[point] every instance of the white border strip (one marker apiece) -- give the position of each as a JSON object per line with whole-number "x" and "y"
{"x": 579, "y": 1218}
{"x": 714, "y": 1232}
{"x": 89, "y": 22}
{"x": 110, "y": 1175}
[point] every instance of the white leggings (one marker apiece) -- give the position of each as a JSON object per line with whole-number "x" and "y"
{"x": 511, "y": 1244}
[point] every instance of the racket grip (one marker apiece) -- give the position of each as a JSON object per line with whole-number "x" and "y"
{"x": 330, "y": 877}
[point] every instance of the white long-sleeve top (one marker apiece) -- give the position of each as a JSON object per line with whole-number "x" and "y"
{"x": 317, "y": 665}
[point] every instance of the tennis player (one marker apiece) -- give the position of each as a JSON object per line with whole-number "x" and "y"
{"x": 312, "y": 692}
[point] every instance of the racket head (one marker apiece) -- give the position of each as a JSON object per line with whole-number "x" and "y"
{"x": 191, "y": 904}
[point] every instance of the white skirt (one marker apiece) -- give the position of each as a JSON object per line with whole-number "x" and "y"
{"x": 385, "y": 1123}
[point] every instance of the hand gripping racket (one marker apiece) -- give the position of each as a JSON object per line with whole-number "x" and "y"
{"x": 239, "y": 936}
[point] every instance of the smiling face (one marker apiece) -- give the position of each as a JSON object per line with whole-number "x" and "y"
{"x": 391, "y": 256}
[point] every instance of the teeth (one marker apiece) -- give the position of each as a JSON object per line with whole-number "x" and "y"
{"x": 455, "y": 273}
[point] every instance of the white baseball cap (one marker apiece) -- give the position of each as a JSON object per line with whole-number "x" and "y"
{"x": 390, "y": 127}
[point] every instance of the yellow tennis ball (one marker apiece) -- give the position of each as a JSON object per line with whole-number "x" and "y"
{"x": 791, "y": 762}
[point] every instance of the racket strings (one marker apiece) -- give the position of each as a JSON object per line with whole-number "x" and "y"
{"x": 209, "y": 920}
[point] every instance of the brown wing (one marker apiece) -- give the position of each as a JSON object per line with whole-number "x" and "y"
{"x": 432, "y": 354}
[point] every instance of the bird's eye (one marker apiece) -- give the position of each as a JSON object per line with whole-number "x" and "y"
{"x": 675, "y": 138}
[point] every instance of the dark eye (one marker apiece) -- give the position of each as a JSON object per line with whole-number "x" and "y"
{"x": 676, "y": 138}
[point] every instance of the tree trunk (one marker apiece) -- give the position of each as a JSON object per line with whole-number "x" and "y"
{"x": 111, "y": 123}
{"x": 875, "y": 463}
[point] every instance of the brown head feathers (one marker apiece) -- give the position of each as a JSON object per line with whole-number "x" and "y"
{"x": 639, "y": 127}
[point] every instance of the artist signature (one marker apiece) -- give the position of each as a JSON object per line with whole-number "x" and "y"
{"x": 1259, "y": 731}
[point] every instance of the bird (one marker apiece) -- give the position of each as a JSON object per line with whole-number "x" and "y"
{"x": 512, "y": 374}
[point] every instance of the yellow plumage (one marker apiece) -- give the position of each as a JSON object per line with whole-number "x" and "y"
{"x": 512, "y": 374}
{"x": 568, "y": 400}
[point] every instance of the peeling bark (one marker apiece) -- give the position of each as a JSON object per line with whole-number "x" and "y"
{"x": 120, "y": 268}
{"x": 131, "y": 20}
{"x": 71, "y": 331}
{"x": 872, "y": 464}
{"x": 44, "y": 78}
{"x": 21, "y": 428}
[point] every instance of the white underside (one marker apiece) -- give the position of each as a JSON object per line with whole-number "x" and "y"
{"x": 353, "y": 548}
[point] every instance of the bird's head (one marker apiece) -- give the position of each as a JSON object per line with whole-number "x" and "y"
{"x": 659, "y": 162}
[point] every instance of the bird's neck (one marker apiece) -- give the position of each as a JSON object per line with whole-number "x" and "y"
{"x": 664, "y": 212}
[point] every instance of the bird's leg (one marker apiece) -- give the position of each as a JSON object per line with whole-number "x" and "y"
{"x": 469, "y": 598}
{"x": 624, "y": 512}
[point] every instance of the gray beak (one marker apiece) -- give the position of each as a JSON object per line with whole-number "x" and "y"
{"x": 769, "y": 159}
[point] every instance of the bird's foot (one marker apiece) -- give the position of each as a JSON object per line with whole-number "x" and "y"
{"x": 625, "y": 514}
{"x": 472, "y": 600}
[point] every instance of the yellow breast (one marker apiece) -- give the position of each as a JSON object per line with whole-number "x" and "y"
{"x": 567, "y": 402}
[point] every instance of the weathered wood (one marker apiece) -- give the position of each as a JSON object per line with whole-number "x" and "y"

☆ ☆ ☆

### What to do:
With both ends included, please retype exactly the lines from the line containing "[point] every instance of the bird's foot" to the final line of the data.

### Task output:
[point] every instance of the bird's foot (one marker apiece) -- give the position of each as a JSON object per line with whole-number "x" and "y"
{"x": 625, "y": 514}
{"x": 472, "y": 600}
[point] every instance of the yellow breast (one marker apiece) -- give the position of each as a JSON object per line with whole-number "x" and "y"
{"x": 567, "y": 402}
[point] every instance of the weathered wood (one marker apiece) -- give the position of each as a JSON object per line with whole-number "x" and "y"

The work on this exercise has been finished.